◆ What is being asked ◆
List every row below that contains the string "boat", copying each of those lines in full. Treat uppercase and lowercase as different.

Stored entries
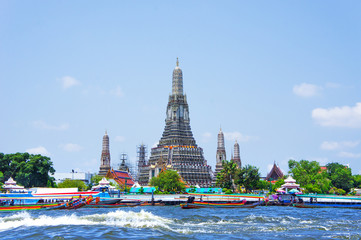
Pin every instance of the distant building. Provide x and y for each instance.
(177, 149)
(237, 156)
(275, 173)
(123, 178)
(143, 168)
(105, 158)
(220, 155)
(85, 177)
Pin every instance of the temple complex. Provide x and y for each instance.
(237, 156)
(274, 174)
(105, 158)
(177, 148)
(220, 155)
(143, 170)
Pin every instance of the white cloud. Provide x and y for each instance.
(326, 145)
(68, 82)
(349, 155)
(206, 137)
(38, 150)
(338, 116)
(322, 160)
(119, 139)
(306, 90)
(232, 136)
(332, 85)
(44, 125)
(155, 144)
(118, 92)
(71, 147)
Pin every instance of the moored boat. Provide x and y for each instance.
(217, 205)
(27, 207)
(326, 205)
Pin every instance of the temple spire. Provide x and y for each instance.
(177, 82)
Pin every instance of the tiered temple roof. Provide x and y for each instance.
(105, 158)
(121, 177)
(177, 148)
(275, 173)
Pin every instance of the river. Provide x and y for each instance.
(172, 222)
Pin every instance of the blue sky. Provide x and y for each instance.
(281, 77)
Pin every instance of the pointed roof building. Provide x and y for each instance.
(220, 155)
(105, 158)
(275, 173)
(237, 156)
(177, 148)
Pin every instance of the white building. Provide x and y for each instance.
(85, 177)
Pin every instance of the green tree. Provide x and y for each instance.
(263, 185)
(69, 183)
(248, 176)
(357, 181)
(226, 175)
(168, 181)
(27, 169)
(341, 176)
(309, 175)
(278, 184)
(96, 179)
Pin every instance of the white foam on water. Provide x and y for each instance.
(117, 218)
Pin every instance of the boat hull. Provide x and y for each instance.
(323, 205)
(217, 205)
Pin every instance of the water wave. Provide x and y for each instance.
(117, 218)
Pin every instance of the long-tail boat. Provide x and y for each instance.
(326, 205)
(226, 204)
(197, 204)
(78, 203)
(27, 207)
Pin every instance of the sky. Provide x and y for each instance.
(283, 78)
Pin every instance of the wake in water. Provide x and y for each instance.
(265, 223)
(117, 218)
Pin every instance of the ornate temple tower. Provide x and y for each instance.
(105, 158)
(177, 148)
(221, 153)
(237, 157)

* * *

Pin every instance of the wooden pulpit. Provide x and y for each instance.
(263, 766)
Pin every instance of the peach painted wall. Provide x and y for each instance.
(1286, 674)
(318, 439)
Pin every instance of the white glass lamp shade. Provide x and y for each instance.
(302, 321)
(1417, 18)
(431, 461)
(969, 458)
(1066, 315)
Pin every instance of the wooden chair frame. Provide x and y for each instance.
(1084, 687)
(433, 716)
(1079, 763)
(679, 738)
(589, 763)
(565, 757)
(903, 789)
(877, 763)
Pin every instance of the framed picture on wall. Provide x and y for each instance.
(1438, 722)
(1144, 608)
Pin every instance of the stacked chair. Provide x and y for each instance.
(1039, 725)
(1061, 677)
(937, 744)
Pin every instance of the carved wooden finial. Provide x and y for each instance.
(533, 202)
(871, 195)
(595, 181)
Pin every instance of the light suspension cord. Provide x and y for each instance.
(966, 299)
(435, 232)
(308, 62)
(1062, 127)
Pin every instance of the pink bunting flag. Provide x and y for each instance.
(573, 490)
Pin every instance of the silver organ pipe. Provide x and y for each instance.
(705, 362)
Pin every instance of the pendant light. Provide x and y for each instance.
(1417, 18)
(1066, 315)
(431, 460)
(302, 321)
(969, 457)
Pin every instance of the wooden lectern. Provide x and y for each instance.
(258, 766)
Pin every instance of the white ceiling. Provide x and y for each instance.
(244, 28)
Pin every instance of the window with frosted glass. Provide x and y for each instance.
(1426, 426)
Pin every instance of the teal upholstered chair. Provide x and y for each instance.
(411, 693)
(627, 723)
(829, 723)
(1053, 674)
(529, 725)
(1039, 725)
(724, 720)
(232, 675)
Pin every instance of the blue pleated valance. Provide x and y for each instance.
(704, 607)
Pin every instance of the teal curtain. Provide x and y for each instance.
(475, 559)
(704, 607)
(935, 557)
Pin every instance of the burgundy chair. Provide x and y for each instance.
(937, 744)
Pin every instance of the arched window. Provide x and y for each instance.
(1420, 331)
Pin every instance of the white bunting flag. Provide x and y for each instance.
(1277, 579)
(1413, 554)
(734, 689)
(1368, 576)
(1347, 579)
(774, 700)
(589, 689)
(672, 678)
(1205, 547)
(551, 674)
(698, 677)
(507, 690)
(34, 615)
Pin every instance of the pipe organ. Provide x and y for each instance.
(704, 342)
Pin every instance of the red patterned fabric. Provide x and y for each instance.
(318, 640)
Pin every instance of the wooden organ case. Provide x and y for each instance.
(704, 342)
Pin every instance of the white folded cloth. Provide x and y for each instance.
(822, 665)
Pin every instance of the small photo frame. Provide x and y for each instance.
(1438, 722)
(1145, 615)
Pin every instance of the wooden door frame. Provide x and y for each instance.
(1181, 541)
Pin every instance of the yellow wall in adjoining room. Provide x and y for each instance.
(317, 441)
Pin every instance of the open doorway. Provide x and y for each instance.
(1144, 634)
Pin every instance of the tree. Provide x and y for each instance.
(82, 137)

◆ Complete response ◆
Pin every instance of the moored boat. Provide x and y for each instance.
Pin every instance of the boat hull. Provide x and y for each instance.
Pin every instance of the long-tail boat. Provide x and y for each instance.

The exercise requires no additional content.